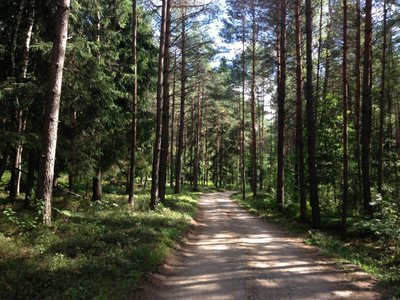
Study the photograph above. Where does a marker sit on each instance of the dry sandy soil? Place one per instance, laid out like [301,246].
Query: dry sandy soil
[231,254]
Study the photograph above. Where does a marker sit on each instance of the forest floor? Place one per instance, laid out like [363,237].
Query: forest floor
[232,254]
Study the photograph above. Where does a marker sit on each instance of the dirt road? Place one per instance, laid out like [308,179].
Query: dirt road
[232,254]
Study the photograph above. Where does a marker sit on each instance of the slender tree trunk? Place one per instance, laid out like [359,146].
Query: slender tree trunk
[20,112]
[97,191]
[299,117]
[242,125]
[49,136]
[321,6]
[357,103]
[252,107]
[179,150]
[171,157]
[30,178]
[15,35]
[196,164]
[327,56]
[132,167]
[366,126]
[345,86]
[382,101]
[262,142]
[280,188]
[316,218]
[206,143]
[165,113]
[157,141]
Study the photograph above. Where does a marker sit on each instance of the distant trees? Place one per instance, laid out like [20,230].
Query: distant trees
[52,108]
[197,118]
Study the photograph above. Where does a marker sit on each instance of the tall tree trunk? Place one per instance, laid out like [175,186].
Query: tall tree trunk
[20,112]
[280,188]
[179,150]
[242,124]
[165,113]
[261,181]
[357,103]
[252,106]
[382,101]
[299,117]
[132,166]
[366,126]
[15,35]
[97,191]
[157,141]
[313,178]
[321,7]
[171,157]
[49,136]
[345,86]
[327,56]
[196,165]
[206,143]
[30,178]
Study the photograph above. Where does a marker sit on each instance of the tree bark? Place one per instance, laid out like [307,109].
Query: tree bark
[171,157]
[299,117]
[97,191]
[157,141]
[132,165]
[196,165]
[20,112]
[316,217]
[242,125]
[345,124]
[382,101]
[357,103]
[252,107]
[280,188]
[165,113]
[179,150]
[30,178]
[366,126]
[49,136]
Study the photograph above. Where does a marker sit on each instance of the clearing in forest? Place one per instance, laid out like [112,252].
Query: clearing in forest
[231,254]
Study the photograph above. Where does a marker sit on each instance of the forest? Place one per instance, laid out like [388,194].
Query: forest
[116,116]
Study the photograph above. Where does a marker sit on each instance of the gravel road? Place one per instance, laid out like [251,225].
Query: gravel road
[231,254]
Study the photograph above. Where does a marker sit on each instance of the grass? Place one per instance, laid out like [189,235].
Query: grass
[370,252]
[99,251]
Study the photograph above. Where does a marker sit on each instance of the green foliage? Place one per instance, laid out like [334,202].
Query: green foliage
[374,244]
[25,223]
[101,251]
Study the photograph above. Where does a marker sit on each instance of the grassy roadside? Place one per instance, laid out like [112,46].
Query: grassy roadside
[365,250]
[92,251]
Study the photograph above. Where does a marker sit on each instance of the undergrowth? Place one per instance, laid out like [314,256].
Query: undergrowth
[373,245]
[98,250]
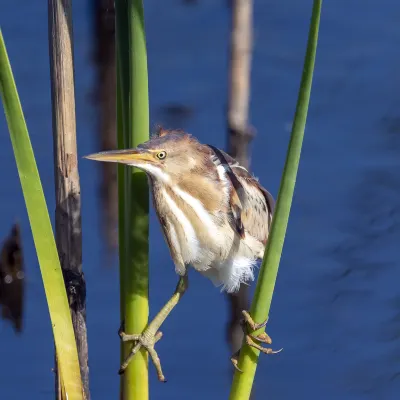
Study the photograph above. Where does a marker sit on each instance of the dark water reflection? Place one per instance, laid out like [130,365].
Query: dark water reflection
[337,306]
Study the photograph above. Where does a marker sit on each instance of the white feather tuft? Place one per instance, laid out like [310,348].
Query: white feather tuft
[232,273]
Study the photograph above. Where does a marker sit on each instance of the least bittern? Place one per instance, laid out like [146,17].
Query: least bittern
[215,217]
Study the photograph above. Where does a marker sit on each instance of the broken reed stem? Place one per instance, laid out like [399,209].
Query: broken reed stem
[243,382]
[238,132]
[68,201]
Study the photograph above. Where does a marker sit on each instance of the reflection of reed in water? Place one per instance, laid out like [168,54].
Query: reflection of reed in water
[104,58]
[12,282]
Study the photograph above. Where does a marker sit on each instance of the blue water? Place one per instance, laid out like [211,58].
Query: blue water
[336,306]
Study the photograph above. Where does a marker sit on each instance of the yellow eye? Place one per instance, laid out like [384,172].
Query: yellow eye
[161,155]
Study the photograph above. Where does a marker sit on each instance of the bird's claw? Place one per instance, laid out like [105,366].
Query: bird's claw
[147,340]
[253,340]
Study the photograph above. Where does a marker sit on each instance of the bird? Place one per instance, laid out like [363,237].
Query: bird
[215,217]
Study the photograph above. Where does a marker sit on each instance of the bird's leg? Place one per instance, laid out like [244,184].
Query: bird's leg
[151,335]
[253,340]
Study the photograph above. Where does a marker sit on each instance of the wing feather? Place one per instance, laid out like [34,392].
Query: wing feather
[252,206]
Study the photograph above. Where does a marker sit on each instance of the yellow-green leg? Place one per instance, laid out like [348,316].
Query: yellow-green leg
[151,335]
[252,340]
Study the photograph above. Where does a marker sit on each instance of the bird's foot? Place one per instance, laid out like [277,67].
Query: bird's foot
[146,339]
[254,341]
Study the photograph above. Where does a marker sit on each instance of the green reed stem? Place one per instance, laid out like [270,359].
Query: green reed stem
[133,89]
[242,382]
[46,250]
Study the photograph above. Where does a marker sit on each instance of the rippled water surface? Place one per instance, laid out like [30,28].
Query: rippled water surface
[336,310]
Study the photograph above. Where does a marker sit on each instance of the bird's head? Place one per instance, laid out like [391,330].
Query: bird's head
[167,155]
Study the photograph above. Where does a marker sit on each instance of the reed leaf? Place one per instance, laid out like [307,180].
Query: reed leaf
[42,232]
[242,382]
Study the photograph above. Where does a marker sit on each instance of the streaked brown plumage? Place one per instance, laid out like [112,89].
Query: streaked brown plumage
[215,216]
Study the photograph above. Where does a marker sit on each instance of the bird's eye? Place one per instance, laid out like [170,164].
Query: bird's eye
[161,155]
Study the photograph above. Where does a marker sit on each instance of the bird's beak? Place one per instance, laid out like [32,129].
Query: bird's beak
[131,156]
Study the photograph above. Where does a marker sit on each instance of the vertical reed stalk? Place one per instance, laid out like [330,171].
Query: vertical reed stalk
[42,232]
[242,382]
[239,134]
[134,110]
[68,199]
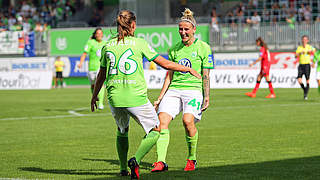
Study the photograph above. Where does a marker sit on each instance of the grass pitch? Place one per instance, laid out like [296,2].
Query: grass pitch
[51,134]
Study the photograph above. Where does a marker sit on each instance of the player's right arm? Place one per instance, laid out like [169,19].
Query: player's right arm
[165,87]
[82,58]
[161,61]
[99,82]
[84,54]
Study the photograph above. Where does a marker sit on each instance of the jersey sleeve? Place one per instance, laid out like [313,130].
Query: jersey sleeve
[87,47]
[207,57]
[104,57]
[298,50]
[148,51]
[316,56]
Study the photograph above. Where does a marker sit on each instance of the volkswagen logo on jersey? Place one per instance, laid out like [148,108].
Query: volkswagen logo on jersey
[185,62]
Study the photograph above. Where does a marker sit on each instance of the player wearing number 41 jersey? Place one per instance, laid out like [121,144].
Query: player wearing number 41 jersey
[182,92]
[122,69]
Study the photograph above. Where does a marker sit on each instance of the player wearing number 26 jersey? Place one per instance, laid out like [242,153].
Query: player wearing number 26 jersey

^^^^^^^^

Without the pictures, extract every entry verbatim.

Study the photograph above. Where does a marker sit on each instance of the dry sandy soil? Place one per instance, laid out like [301,246].
Query: dry sandy soil
[231,254]
Study the photograph above. Where does a marker sit on each instance of the forest floor? Place one per instance, laid out like [363,237].
Query: forest floor
[232,254]
Study the photograph above. Where does a marker sit on each instance of the dirt road? Place one per instance, laid out like [308,179].
Query: dirt road
[232,254]
Study the photograph above. Where does a marker sit on each instance of the slender tree trunk? Place one per instance, laid out like [359,146].
Query: slender tree trunk
[20,112]
[97,191]
[299,117]
[242,125]
[49,136]
[321,6]
[357,103]
[252,107]
[179,150]
[171,157]
[30,178]
[15,35]
[196,164]
[327,56]
[132,167]
[366,126]
[345,86]
[382,101]
[262,142]
[280,188]
[316,218]
[206,143]
[165,113]
[157,141]
Study the photograph above. Where does a marker sit on each instance of the distant trees? Place one per instance, laid out like [20,230].
Query: distant trees
[52,108]
[197,118]
Study the photograph above. Where does a marker sit on each instance of the tall tree trunk? Place one per instance, laid out like [175,186].
Query: tall tree trunk
[20,112]
[280,188]
[179,150]
[242,124]
[165,113]
[261,181]
[357,103]
[252,106]
[382,101]
[299,117]
[132,166]
[366,126]
[15,35]
[97,191]
[157,141]
[313,178]
[321,7]
[171,157]
[49,136]
[345,86]
[327,56]
[196,165]
[206,143]
[30,178]
Study the photograph above. Where does a marker sit on each instance of the tree bark? Place one per instance, laid out like [307,109].
Query: tree bark
[171,157]
[299,117]
[97,191]
[157,141]
[132,165]
[196,165]
[20,112]
[316,217]
[242,125]
[345,124]
[382,101]
[357,103]
[252,107]
[280,188]
[165,113]
[179,150]
[30,178]
[366,126]
[49,136]
Study the photograph above. Where does a marker sit on each instance of the clearing in forest? Place one per instance, laid out like [112,252].
Query: clearing in forest
[231,254]
Study the photograph above. Where does a marker sit on each instance of the forest? Place one per instance, laid out like [388,194].
Query: forest
[116,116]
Study the photograph above. Where does a marker sit on each instance of the gravel road? Place one per instance, laid out like [251,225].
Query: gravel road
[231,254]
Study the photograph above. Where does a marker sit on each instance of the grass? Place one per instance, laid out like [189,235].
Query: grass
[370,252]
[99,251]
Study the photograph above. Where does a marker sit on each instance of the green foliage? Place one per instance, laid out like [334,202].
Query: green foliage
[374,244]
[25,223]
[101,251]
Study the photograph above. Where does a marker sit on each instance of the grassy roadside? Place one per instance, laid out like [112,46].
Query: grassy roadside
[365,250]
[92,251]
Study the photograph above. Where does a marker sit on each instance of the undergrowth? Place one per instance, laid out like [314,256].
Query: undergrowth
[373,245]
[98,250]
Study the photograph above. Where does a marker sit on each instance of the dark water reflection? Place one per instance, laid out like [130,365].
Query: dark water reflection
[337,306]
Study the photograph above. Where does a marker sit on each instance of the white feather tuft? Place one per instance, laid out like [310,348].
Query: white feather tuft
[232,273]
Study the photograph above. Where does a marker sit on each instance of the least bittern? Place one per instance, laid out like [146,17].
Query: least bittern
[215,217]
Study the photograph above. Where does a marker sit on each instance of the broken reed stem? Place one per instance, laid out like [399,209].
Query: broken reed stem
[243,382]
[238,132]
[68,201]
Study the photograph above. Where does a marker sit on each instance of the reflection of reed in water? Place one per instance, laid out like [168,54].
Query: reflection of reed in water
[104,58]
[12,282]
Study the photograph above. Where does a marker sit on each instance of the blue water? Place one per instance, laid out like [211,58].
Query: blue water
[336,306]
Study the photograph above. Where does a marker sit on each instance of the yellow eye? Place one per instance, laid out like [384,172].
Query: yellow eye
[161,155]
Study the photograph above. Where does a marker sit on each instance of the bird's claw? Place one per instance, laid out like [105,366].
Query: bird's claw
[147,340]
[253,340]
Study the photograph above. Where does a marker sit on each instance of the bird? Place one per instance, laid out like [363,237].
Query: bird
[215,217]
Study the photograph above. Where does a marker sit on each instance of the bird's leg? Place one per instance, laid out like [244,184].
Query: bird's leg
[151,335]
[253,340]
Study the photograph above. Where does a marker sit on each instance of the wing feather? Place one per instance, laid out like [34,392].
Query: wing feather
[252,206]
Study the photograph above. Where does a marker sit on each instance of the yellow-green leg? Place one per instance, laid out like [348,316].
Query: yellow-green leg
[151,335]
[252,340]
Study the photograph above. Where does a marker sit on each instance of the bird's foot? Place one per instance, laid out like [277,67].
Query: bird's foot
[146,339]
[254,341]
Study the photograph above. Where does a marker sit on each instance of the green reed stem? Place one per instance, laid out like [270,359].
Query: green reed stem
[133,89]
[242,382]
[46,250]
Study the photograph above. Where does a marker sit on each instance of the rippled water surface? Place one per instance, laid out like [30,28].
Query: rippled water surface
[336,310]
Study the photograph above. Where does a marker sit on each instance of the bird's head? Place one per instance, laid out like [391,330].
Query: bird's head
[167,155]
Study the photograph above. Where does a marker sit on each instance of the reed leaf? Place one per instance, laid out like [307,180].
Query: reed leaf
[42,232]
[242,382]
Study the photograph above. Where does a marker sit on each instance of the streaked brown plumage? Place one per instance, laid out like [112,89].
Query: streaked brown plumage
[215,216]
Study the photograph above. Where does a marker sit on each instance of the bird's eye? Place one per instance, laid out like [170,164].
Query: bird's eye
[161,155]
Study the photograph above. Where does a marker sit on each instance of the bird's beak? Place one per instance, laid out like [32,129].
Query: bird's beak
[131,156]
Study the photograph above. Where does a marker sit on each instance of the vertical reed stalk? Place one per instance, laid out like [330,171].
Query: vertical reed stalk
[42,232]
[242,382]
[239,134]
[134,110]
[68,199]
Study the photograph above. Where does a marker sit on each instance of the grass pitch? Place one per instance, laid out like [296,2].
Query: grass pitch
[51,134]
Study the photograph above. Where does a marker sit on each instance of the player's right arm? Place one per instance, laid out like [169,19].
Query: player's right arm
[165,87]
[82,58]
[161,61]
[99,82]
[84,54]
Study the photograph above. Where does a marker sit on each instance of the jersey sleeve? Place one per instance, laid out like [313,130].
Query: jersey sleeve
[87,47]
[207,57]
[104,57]
[298,50]
[148,51]
[316,56]
Study the photograph above. Where does a marker sit on each instance of the volkswagen logo on jersey? Place one per instance, laid out like [148,108].
Query: volkswagen logo on jersey
[185,62]
Study the photograph above. Where does a marker sit on each instance of the player wearing number 41 jersey? Place one per instance, laid out like [121,144].
Query: player wearing number 41 jersey
[182,92]
[122,69]
Study the photograph above. Where does a marker sit on each instance of the player wearing number 26 jersey? Place one per instance, laid out like [242,153].
Query: player wearing number 26 jersey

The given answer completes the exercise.